>> begin Data for this task
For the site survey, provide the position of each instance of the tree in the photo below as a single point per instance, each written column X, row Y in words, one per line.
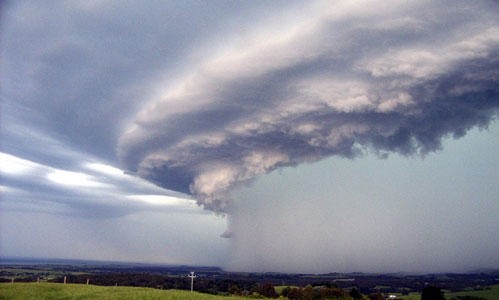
column 354, row 293
column 376, row 296
column 267, row 290
column 432, row 293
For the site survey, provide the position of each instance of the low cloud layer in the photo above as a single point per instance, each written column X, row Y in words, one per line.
column 333, row 80
column 111, row 113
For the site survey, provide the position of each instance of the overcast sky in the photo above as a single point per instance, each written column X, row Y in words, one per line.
column 296, row 136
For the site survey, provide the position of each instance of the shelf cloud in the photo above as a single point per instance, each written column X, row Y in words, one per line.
column 340, row 78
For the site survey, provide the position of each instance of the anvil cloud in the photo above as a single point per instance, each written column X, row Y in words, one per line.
column 323, row 134
column 341, row 76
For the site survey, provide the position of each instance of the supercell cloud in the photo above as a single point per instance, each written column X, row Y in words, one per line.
column 335, row 78
column 205, row 99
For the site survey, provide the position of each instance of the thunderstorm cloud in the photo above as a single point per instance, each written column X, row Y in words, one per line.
column 337, row 78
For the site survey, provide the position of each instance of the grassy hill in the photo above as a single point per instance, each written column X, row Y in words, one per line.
column 490, row 294
column 80, row 291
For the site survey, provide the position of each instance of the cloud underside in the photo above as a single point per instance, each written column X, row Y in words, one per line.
column 333, row 82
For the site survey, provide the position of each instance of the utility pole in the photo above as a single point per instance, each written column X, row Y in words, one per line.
column 192, row 276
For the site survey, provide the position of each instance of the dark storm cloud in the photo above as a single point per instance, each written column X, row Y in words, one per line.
column 338, row 78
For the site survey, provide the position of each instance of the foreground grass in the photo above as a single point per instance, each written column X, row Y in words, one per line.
column 80, row 291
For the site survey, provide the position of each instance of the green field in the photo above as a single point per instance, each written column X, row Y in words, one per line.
column 80, row 291
column 489, row 294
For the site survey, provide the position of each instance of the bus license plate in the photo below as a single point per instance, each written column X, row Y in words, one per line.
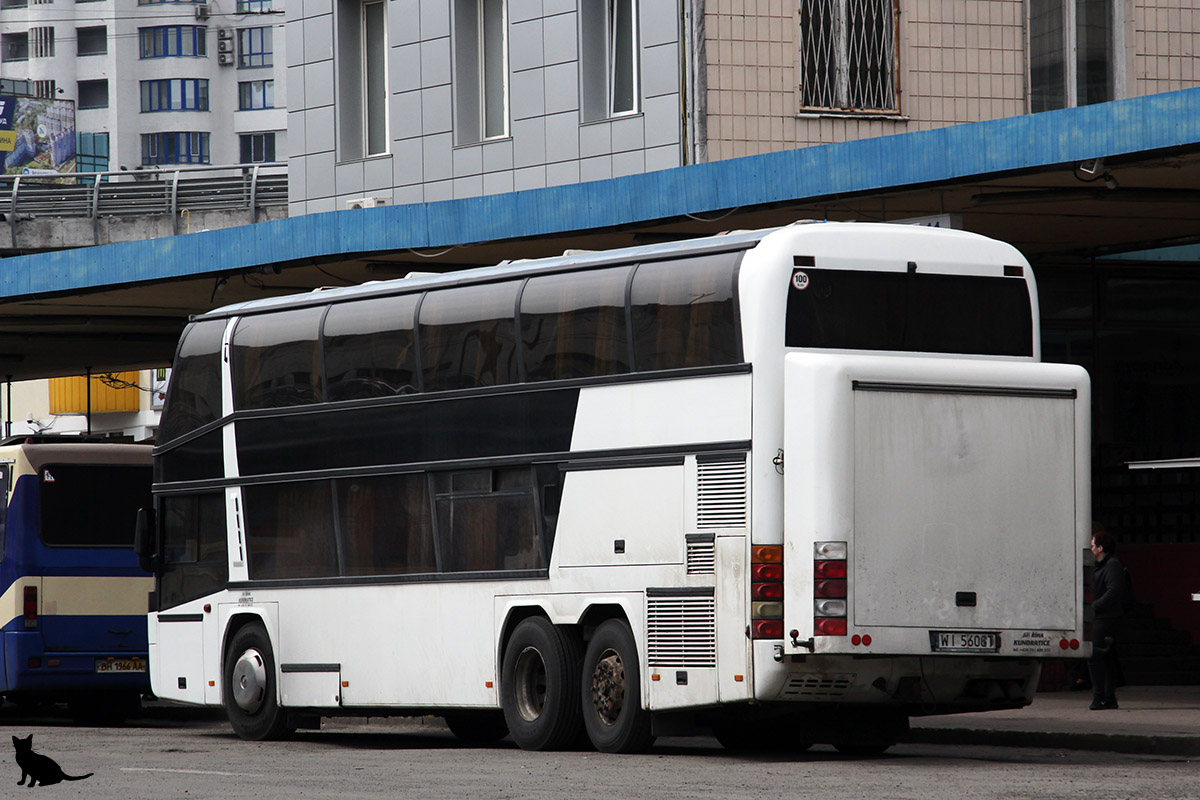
column 120, row 665
column 963, row 642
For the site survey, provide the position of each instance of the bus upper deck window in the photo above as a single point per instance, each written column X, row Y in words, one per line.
column 276, row 359
column 683, row 313
column 193, row 398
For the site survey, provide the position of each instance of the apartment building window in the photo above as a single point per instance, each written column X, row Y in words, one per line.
column 1072, row 52
column 257, row 148
column 15, row 47
column 609, row 58
column 41, row 42
column 91, row 41
column 91, row 152
column 849, row 55
column 481, row 56
column 175, row 148
column 175, row 95
column 93, row 94
column 363, row 77
column 255, row 47
column 172, row 41
column 256, row 94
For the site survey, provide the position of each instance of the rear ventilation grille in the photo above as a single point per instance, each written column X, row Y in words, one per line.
column 721, row 491
column 682, row 632
column 701, row 554
column 817, row 685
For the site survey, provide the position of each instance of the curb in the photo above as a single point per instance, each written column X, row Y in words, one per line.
column 1147, row 745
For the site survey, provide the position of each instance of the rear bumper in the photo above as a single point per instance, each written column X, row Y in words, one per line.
column 64, row 673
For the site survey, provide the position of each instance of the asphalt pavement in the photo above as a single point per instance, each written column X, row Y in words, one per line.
column 1155, row 720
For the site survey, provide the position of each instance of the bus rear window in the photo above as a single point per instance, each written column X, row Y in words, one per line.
column 91, row 505
column 853, row 310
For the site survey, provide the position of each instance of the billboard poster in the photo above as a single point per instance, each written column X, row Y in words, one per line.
column 36, row 136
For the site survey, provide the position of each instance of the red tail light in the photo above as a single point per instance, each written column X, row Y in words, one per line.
column 767, row 591
column 30, row 606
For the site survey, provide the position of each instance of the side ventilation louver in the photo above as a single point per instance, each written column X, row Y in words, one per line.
column 721, row 491
column 681, row 631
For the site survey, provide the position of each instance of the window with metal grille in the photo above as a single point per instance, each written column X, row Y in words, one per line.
column 849, row 55
column 41, row 42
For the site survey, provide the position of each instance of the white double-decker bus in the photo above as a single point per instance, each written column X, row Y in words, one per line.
column 790, row 486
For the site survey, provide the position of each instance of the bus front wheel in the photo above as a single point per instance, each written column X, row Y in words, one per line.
column 539, row 686
column 612, row 692
column 250, row 692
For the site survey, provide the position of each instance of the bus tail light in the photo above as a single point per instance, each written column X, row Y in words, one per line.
column 767, row 591
column 829, row 588
column 30, row 607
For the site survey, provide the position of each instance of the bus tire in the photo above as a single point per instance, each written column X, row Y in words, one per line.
column 250, row 691
column 612, row 692
column 477, row 727
column 539, row 686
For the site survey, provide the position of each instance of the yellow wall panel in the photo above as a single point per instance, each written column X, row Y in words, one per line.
column 70, row 395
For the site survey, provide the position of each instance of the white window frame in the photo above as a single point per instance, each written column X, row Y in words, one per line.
column 1071, row 53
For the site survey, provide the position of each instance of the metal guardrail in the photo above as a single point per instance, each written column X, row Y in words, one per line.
column 143, row 192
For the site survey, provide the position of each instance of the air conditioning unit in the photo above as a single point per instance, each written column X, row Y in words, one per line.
column 367, row 202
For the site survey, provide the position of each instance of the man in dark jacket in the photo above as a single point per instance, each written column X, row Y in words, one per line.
column 1108, row 603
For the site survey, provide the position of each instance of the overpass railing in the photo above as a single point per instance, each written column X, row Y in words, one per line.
column 139, row 192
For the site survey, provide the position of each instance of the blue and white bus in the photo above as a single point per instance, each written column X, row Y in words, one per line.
column 790, row 486
column 73, row 597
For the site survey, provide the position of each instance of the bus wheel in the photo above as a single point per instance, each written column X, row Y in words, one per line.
column 250, row 695
column 539, row 686
column 477, row 727
column 612, row 692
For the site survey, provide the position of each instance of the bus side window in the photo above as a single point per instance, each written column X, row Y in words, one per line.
column 276, row 360
column 385, row 524
column 370, row 348
column 193, row 397
column 683, row 313
column 486, row 519
column 468, row 337
column 193, row 547
column 573, row 325
column 289, row 530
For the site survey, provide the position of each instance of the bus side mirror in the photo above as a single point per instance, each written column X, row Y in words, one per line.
>> end Data for this task
What is being asked =>
Copy out the data from the line with "of the foreground" up to and including the line with "column 963, row 642", keeping each line as it is but leaving out the picture.

Solution to this problem =>
For the site survey, provide the position of each instance of the foreground grass in the photo above as a single point per instance, each written column X, row Y in words, one per line.
column 80, row 291
For the site survey, provide the position of each instance of the green field in the photo above as a single point per instance, each written column X, row Y in words, one per line.
column 80, row 291
column 489, row 294
For the site survey, provide the position of each instance of the bus license plate in the photo below as a single point per instance, each written column X, row Y in words, one per line.
column 120, row 665
column 963, row 642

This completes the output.